GIVEN PASSAGE:
National Science Foundation awards Elon $1.2 million to train science & math teachers

A $1.2 million grant from the National Science Foundation will bolster the number of math and science teachers Elon University graduates in the years ahead through a partnership with the Alamance-Burlington School System.

From left: Assistant professor Jeff Carpenter, associate professor Janice Richardson, and associate professor Tony Crider.

Funding from the NSF’s Robert Noyce Teacher Scholarship Program is the largest external award Elon has received to date, and faculty members who administer the program said they expect it will benefit Alamance County communities in a number of ways by aggressively recruiting science, technology, engineering and mathematics college students and developing their interest in education.

The money supports 50 paid, education-related summer internships during the five-year program for Elon first- and second-year students majoring in math or the physical sciences, including biology, chemistry and physics. The NSF funding also covers scholarships of $21,900 each year for 18 students in three cohorts during both their junior and senior years. In exchange for the scholarships, students agree to work four years in high-need school systems.

“We hope through the opportunities the Noyce Program offers we’ll be able to recruit some students to teaching who might not have been ready to commit otherwise,” said Jeff Carpenter, an assistant professor in the School of Education and the principal investigator for the Elon program. “Not every 19-year-old knows with certainty they want to be a teacher, but that doesn’t mean they couldn’t become great teachers with the right encouragement, training, and support. When I was a college sophomore, I didn’t know I wanted to teach.”

Carpenter was joined on the grant application by associate professor Tony Crider in the Department of Physics, and Janice Richardson, an associate professor in the Department of Mathematics and Statistics.

LISTED RECORDS:
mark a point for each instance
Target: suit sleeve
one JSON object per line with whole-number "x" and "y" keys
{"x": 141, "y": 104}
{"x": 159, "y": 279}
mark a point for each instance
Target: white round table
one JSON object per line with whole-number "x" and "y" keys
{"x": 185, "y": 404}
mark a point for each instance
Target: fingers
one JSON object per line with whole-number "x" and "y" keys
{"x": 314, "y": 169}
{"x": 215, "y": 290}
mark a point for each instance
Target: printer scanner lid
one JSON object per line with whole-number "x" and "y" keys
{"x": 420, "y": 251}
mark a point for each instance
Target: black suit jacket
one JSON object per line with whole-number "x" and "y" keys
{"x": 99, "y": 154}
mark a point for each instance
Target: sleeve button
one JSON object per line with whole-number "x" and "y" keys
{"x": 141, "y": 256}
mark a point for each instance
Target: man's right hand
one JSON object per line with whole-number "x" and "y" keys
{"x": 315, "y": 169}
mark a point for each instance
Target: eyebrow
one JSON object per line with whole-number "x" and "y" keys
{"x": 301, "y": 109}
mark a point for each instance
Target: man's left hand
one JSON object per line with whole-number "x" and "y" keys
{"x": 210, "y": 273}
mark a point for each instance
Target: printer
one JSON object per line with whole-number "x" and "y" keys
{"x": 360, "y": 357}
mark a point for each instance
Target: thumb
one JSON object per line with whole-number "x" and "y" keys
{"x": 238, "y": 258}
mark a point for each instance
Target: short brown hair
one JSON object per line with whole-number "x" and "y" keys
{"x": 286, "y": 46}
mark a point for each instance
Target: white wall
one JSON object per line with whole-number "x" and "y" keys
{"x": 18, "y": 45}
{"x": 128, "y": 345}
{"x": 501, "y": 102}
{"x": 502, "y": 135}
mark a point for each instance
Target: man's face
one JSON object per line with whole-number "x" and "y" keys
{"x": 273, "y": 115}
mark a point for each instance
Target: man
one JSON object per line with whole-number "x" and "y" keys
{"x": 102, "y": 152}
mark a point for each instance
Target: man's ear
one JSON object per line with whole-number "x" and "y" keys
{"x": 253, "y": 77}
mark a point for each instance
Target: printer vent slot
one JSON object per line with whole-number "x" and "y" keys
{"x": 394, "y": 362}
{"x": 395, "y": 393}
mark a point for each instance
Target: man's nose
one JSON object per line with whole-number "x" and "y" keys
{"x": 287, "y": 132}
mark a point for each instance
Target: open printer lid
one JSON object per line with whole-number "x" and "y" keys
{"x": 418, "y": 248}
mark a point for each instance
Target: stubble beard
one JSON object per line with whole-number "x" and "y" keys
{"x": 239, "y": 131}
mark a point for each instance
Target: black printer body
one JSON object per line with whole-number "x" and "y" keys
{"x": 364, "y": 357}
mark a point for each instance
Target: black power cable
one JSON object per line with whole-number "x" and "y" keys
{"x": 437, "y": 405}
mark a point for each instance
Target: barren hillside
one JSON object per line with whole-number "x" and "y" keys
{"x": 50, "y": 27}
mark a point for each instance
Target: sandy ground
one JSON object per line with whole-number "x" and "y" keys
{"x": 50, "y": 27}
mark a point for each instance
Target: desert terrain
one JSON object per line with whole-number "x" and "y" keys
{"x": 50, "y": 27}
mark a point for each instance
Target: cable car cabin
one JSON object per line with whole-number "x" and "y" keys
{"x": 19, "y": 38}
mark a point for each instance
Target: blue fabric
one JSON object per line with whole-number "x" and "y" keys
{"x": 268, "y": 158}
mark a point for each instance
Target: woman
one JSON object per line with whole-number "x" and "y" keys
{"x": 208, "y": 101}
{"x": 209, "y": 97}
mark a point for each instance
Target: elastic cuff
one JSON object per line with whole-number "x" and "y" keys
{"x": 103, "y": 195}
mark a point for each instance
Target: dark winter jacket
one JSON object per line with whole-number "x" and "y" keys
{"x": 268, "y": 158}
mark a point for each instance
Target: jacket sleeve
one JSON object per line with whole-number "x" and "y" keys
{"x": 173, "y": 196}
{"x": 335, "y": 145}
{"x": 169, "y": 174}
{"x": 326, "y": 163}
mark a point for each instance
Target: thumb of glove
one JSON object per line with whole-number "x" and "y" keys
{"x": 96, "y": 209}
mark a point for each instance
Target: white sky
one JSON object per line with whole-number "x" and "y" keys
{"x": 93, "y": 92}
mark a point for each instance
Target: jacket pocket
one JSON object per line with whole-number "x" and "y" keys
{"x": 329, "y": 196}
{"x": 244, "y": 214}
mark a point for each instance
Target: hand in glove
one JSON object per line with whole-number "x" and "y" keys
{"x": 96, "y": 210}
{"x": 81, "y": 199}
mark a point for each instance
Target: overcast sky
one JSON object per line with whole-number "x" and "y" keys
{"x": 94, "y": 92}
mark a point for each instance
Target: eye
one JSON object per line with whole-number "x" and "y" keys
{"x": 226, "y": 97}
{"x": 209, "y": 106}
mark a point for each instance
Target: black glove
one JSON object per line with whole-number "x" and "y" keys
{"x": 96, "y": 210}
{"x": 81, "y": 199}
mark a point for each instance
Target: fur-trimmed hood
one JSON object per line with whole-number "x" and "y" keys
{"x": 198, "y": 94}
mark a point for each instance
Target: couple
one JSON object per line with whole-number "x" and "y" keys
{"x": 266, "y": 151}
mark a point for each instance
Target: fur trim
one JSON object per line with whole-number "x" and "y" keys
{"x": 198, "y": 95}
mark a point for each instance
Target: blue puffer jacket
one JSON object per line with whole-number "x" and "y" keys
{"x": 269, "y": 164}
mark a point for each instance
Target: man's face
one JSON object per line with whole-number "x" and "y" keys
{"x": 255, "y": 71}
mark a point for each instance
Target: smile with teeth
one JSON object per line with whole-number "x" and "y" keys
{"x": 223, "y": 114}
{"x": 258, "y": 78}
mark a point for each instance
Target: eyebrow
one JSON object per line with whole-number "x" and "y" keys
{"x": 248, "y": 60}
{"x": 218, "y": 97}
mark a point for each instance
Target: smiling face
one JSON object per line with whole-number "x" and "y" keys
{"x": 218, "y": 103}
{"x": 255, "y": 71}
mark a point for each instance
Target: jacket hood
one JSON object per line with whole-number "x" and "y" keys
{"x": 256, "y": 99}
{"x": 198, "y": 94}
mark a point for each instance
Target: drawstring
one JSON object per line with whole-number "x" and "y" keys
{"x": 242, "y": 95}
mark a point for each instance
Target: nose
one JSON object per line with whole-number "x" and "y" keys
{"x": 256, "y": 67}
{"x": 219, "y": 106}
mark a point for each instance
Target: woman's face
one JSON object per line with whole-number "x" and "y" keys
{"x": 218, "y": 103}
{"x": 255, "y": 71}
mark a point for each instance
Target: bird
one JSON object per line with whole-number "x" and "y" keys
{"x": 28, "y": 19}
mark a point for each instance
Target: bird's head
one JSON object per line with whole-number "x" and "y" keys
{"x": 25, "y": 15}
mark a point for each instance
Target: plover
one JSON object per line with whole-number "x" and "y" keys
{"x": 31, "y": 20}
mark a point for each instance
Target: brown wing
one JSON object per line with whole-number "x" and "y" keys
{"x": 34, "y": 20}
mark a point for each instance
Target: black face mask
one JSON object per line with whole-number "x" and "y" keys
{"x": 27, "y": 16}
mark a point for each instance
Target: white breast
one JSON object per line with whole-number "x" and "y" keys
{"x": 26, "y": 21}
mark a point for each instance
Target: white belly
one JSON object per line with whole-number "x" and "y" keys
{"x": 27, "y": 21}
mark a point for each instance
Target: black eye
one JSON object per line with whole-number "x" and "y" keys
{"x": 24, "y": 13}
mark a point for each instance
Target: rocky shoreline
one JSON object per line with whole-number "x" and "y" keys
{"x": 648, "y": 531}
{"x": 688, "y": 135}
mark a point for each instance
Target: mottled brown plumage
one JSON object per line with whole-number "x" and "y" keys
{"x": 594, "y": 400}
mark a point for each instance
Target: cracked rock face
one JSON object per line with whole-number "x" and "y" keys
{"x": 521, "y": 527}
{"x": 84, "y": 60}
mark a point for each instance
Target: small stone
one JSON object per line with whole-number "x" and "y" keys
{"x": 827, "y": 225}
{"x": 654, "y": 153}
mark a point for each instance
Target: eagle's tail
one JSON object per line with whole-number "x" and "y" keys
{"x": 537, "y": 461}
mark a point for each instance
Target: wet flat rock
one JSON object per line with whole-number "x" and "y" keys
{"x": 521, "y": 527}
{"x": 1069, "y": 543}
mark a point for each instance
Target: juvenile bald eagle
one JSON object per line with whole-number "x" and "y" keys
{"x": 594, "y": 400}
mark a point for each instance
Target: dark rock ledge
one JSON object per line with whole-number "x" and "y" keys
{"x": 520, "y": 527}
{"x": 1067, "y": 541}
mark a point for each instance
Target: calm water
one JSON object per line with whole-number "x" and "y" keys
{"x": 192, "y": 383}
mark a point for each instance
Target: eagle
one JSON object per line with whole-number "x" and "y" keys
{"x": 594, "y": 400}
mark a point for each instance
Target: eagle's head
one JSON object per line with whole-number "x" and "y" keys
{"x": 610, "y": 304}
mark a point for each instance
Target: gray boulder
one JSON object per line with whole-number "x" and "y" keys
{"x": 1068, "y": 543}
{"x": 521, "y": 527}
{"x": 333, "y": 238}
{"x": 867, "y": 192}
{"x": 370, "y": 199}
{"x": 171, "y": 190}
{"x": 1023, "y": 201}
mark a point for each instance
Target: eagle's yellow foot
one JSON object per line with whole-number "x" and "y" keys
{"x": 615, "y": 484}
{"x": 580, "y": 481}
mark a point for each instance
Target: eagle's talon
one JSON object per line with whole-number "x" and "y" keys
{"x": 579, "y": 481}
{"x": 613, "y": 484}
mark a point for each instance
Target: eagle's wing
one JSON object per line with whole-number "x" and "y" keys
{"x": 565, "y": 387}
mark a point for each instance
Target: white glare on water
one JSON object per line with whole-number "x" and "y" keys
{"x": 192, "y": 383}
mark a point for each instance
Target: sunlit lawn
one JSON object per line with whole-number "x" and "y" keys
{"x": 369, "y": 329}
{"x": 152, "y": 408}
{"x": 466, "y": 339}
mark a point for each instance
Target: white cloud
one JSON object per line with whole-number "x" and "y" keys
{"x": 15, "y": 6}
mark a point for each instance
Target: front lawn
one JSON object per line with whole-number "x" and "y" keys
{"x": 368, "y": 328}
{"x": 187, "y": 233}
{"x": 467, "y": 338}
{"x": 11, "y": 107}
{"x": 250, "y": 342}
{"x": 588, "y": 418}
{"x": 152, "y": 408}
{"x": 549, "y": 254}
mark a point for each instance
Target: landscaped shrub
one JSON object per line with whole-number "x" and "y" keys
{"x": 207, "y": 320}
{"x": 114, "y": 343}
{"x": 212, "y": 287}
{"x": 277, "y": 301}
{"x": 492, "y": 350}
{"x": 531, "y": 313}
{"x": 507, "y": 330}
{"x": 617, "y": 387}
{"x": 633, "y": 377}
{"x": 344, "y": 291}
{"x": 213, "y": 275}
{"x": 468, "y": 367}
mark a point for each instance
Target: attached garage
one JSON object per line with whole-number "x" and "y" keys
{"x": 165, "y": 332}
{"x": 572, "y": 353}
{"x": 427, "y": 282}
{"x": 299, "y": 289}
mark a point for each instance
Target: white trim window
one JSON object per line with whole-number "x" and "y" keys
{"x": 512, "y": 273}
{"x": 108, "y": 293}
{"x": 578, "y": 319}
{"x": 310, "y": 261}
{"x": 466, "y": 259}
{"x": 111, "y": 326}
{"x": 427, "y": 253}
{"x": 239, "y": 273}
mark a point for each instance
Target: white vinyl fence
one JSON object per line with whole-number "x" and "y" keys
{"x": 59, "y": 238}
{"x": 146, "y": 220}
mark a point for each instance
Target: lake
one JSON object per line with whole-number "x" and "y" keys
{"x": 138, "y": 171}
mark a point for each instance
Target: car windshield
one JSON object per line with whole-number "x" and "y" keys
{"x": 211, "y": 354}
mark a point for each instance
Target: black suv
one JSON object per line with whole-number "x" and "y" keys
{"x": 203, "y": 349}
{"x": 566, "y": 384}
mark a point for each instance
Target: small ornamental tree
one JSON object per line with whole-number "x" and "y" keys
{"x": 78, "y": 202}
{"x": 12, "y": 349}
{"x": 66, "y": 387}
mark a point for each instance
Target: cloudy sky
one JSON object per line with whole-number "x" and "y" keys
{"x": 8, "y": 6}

WHAT TO PRODUCE: Please continue the Elon teacher grant article from the point where it stops. The rows are separate material and have no connection to the article about the Elon teacher grant.

ANSWER BELOW:
The Noyce Scholars Program will enhance Elon’s collaboration with the Alamance-Burlington School System. Most scholarship recipients will student teach in ABSS, the professors said. “We will double the number of science and math teachers that we produce in Alamance County,” Crider said. Among the internships to be made available to students are teaching assistantships with the Elon Academy college access and enrichment program for high school students in Alamance County who come from families with no history of college or with high financial need.

Alamance Community College wrote a letter of support for the grant application. Elon Noyce interns will have STEM-related opportunities at the community college. The program will be open to students from Alamance Community College eligible to transfer to Elon. The Elon professors believe that Noyce Scholars program would offer an affordable avenue for students who grow up in the area and attend ACC to benefit from Elon’s Teacher Education Program.

Eleven Noyce awards have been made to colleges and universities in North Carolina, and 362 nationally, since the program first launched in 2002. While all funded programs are dedicated to training future public school teachers in the STEM subjects – science, technology, engineering and math – universities are given the flexibility to craft their own initiatives.

One innovative element of the Elon program will be the support provided to graduates during their initial years of teaching. Funding will provide a variety of mentoring and professional development opportunities for Noyce Scholars. Faculty members plan to use e-mentoring through online video-conferencing services such as Skype, social networks that can facilitate online conversations, and for students who remain in North Carolina to teach, through school visits and site-based mentors.

“They’ll get support when they’re teaching. They’ll have professional development funds, and they’ll have mentors,” Richardson said. “This strengthens our teacher education program, having that support when they’re out there teaching.”

The Robert Noyce Teacher Scholarship Program encourages science, technology, engineering and mathematics majors and professionals to become K-12 mathematics and science teachers, according to the NSF website. The scholarship track provides funds to institutions of higher education “to support scholarships, stipends, and academic programs for undergraduate STEM majors and post-baccalaureate students holding STEM degrees who earn a teaching credential and commit to teaching in high-need K-12 school districts.”

Elon received its award eight months after President Barack Obama’s pledge in his 2011 State of the Union address to produce 100,000 new STEM teachers over the next decade.

“In fact, to every young person listening tonight who’s contemplating their career choice: If you want to make a difference in the life of our nation, if you want to make a difference in the life of a child, become a teacher,” Obama said in his address. “Your country needs you.”